Do this: Please give the lines of the listing as a numbered list, starting at the top of the listing and ending at the line containing "pixel 141 232", with both ends included and blank lines left out.

Entries from a point annotation listing:

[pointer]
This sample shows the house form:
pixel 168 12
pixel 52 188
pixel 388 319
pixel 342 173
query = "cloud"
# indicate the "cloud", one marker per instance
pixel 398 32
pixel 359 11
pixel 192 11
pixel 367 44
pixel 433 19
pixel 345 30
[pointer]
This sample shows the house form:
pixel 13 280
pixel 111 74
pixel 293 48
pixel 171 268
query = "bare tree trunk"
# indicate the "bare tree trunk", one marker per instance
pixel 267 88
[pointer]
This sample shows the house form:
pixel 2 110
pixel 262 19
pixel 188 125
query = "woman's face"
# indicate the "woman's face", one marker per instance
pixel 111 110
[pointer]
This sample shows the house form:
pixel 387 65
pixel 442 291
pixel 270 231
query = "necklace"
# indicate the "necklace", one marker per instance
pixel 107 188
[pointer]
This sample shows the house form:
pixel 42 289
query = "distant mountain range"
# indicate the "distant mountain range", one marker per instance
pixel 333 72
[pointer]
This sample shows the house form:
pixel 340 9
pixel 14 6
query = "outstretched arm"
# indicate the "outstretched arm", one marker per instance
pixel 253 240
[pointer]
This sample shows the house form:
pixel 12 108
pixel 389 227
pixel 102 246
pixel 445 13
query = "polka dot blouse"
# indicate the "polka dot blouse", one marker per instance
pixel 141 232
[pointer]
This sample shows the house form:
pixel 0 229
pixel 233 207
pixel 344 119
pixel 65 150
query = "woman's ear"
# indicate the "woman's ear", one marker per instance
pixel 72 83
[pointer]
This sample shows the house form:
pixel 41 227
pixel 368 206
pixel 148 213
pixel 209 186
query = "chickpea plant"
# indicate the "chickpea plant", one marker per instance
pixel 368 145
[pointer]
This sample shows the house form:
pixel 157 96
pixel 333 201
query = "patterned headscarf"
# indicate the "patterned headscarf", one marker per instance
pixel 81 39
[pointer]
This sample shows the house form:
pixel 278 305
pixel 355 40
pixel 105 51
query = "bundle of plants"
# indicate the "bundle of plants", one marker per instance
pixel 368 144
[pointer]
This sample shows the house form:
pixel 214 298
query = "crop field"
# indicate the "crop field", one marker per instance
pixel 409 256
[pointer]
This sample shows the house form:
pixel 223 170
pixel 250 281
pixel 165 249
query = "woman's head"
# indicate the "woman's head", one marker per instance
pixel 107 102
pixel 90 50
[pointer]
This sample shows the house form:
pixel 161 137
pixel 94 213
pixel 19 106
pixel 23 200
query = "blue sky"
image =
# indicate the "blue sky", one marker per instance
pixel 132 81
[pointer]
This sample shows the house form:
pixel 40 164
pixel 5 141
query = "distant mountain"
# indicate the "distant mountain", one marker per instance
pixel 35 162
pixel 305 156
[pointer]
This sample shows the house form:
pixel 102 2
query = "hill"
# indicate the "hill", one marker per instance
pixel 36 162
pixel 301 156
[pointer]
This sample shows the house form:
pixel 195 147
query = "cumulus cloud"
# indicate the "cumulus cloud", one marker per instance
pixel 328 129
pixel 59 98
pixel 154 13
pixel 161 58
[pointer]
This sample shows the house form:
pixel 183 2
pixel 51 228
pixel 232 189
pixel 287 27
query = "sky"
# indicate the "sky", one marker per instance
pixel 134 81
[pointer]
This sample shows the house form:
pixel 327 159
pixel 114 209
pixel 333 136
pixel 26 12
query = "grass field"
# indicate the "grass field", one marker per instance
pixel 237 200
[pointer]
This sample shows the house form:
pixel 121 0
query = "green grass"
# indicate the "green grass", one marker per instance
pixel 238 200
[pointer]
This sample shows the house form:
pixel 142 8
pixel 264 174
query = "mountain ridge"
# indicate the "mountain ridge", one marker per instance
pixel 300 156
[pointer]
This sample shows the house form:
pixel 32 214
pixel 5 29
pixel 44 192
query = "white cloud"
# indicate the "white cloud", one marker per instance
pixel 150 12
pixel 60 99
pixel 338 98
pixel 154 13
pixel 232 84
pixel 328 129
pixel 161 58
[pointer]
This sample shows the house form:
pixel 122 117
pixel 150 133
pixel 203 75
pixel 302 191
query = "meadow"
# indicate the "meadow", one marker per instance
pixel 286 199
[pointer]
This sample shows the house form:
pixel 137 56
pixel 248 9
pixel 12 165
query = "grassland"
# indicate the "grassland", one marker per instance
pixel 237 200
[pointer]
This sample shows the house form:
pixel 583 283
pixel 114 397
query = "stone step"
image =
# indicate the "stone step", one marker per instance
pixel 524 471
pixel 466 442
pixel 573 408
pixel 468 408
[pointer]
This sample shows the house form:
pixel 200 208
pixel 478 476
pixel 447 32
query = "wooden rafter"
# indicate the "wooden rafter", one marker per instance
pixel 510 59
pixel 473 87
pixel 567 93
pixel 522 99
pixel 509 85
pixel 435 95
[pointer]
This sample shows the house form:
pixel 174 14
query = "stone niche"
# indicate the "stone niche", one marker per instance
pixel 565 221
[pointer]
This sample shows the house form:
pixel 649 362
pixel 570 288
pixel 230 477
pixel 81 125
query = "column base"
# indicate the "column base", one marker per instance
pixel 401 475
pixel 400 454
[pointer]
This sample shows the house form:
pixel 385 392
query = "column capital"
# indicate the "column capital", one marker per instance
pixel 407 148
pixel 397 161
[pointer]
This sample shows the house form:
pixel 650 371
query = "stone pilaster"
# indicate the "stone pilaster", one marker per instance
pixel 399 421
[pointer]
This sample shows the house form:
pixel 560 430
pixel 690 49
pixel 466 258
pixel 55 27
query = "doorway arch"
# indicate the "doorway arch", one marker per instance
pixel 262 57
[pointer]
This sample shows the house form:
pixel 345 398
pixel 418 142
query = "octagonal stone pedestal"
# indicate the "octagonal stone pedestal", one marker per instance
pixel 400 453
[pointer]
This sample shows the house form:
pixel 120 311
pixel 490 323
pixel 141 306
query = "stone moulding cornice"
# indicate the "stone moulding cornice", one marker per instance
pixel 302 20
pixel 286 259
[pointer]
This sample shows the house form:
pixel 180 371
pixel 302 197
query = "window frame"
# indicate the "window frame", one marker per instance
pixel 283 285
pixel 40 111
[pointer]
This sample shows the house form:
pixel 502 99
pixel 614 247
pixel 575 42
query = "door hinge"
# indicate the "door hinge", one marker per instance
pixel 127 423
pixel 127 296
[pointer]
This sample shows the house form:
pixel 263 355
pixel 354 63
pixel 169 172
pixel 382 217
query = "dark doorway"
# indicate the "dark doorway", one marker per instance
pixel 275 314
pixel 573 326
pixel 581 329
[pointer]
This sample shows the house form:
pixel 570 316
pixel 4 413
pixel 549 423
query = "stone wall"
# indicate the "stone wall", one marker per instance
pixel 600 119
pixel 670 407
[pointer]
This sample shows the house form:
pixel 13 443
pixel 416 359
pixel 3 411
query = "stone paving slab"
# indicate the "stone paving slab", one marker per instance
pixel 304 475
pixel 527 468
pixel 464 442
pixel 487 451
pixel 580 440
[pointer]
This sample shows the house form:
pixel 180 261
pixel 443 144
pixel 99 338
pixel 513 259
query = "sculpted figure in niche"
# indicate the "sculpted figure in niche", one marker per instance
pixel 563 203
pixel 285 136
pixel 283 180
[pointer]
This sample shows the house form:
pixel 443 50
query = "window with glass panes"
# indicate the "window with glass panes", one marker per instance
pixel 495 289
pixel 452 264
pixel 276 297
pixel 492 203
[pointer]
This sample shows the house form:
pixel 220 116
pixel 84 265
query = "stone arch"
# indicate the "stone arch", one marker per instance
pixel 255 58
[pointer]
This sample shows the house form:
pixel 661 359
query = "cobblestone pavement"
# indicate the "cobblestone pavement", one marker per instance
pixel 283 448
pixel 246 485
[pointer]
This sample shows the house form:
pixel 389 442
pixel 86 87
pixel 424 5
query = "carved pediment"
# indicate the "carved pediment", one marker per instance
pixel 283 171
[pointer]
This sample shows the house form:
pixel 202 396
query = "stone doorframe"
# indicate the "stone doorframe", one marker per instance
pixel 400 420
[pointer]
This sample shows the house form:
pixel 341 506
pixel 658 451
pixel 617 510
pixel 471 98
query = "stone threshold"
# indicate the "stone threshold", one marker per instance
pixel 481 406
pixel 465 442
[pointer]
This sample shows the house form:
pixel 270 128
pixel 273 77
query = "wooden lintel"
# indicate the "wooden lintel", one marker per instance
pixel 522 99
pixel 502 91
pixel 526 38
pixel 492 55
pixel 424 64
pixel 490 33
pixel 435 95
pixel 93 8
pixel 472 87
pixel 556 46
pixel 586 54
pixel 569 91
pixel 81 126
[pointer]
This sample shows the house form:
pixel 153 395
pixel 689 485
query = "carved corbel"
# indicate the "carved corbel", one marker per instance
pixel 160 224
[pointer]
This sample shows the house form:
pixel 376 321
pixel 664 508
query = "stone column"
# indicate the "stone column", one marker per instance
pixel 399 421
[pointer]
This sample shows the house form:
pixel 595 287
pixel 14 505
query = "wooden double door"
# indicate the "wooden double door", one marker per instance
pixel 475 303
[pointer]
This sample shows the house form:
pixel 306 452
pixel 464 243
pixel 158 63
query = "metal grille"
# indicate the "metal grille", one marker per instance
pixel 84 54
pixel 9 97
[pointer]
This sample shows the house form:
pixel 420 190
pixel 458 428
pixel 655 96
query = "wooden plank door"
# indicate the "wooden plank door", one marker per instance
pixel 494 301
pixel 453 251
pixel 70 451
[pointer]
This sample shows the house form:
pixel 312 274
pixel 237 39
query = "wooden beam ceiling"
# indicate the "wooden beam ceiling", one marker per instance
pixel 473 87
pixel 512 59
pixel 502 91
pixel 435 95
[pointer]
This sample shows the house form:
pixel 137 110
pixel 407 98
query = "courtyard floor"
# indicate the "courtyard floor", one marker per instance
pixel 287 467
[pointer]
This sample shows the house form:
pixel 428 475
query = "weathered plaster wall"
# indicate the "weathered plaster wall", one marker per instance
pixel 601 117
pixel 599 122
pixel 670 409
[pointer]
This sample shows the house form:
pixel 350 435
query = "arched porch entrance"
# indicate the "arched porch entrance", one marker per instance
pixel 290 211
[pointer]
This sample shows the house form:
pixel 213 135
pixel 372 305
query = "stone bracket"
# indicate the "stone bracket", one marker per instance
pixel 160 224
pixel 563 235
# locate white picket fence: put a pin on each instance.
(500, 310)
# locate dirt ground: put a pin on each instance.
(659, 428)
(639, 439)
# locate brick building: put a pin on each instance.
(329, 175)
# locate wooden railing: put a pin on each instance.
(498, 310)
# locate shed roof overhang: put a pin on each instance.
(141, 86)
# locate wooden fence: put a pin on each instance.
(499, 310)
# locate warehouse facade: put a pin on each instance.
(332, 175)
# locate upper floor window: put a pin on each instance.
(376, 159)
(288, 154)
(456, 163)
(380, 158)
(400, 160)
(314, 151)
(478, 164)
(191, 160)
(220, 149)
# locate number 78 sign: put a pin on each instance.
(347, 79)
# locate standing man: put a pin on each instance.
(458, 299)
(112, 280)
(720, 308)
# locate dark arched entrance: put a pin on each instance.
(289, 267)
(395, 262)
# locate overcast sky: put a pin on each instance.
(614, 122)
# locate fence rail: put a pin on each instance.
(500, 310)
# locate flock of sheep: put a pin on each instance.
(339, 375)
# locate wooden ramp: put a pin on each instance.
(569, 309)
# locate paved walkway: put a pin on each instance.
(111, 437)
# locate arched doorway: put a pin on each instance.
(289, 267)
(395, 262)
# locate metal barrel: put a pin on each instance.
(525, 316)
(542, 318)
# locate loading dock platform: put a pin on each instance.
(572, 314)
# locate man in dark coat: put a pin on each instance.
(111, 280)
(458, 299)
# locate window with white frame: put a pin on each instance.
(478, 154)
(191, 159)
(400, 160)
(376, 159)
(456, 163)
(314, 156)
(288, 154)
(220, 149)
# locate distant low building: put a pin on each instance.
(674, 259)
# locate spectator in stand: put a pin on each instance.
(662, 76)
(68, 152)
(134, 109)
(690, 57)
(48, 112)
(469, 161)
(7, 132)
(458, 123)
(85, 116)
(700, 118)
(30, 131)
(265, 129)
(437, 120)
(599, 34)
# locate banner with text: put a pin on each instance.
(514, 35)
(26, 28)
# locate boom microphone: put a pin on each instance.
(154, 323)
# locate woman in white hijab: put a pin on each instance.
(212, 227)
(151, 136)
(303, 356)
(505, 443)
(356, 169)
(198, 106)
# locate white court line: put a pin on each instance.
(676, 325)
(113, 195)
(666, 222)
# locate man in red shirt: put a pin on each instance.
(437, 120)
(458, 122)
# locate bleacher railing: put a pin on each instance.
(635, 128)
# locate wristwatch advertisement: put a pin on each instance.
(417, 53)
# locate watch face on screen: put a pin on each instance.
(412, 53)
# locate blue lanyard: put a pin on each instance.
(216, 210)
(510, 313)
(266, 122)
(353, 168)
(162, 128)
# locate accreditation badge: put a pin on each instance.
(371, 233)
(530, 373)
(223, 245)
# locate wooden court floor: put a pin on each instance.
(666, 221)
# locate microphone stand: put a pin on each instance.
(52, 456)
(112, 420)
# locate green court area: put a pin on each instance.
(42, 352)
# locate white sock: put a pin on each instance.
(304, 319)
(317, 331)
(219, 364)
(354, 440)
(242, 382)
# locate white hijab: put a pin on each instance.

Completed task:
1. [pointer]
2. This sample shows the house form:
3. pixel 168 12
4. pixel 52 188
5. pixel 388 319
6. pixel 342 173
7. query = "cloud"
8. # indicate the "cloud", one marker per instance
9. pixel 398 32
10. pixel 359 11
11. pixel 192 11
12. pixel 367 44
13. pixel 433 19
14. pixel 345 30
15. [pointer]
16. This sample shows the house form:
17. pixel 13 280
18. pixel 111 74
19. pixel 293 48
20. pixel 171 268
21. query = "bare tree trunk"
22. # indicate the "bare tree trunk", one marker per instance
23. pixel 267 88
24. [pointer]
25. This sample shows the house form:
26. pixel 2 110
27. pixel 262 19
28. pixel 188 125
29. query = "woman's face"
30. # indicate the "woman's face", one marker per instance
31. pixel 111 110
32. [pointer]
33. This sample shows the house form:
34. pixel 387 65
35. pixel 442 291
36. pixel 270 231
37. query = "necklace"
38. # indicate the "necklace", one marker per instance
39. pixel 107 188
40. [pointer]
41. This sample shows the house form:
42. pixel 42 289
43. query = "distant mountain range"
44. # indicate the "distant mountain range", one marker per instance
45. pixel 333 72
46. [pointer]
47. This sample shows the house form:
48. pixel 340 9
49. pixel 14 6
50. query = "outstretched arm"
51. # indicate the "outstretched arm", one marker per instance
52. pixel 253 240
53. [pointer]
54. This sample shows the house form:
55. pixel 12 108
56. pixel 389 227
57. pixel 102 246
58. pixel 445 13
59. query = "polka dot blouse"
60. # indicate the "polka dot blouse", one marker per instance
61. pixel 141 232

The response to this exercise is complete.